## SET EXERCISE:
Scale the data below by rewriting every line in full. Multiply each polygon coordinate in the answer by 1.7 and round it to a whole number, with halves rounding up. Leave the sample output and all other lines unchanged.

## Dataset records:
########
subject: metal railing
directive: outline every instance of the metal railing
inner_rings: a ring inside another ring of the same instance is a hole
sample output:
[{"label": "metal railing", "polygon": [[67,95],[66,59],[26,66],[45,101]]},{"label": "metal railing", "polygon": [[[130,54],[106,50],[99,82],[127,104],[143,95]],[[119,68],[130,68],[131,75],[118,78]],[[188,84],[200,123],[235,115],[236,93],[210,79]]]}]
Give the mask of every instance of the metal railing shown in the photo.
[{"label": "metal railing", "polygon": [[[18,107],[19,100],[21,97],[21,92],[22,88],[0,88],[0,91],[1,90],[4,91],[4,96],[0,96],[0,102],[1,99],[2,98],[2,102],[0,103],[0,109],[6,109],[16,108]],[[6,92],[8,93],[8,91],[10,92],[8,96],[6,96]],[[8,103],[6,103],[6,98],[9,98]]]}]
########
## WRITTEN SOLUTION:
subject: metal railing
directive: outline every instance of the metal railing
inner_rings: a ring inside another ring of the same instance is a hole
sample output:
[{"label": "metal railing", "polygon": [[67,95],[66,59],[26,66],[45,101]]},{"label": "metal railing", "polygon": [[[130,54],[106,50],[99,82],[127,104],[143,95]],[[119,68],[130,68],[131,75],[118,78]],[[188,84],[200,123],[235,115],[236,93],[210,79]]]}]
Give the mask of every instance of the metal railing shown in the photo.
[{"label": "metal railing", "polygon": [[[31,182],[32,170],[36,165],[36,156],[37,150],[0,150],[0,155],[2,153],[7,155],[7,163],[0,163],[0,173],[2,168],[3,167],[3,173],[0,175],[0,185],[10,185],[27,184]],[[10,156],[14,158],[14,155],[17,156],[14,163],[10,163]],[[14,175],[10,175],[10,167],[15,167]]]}]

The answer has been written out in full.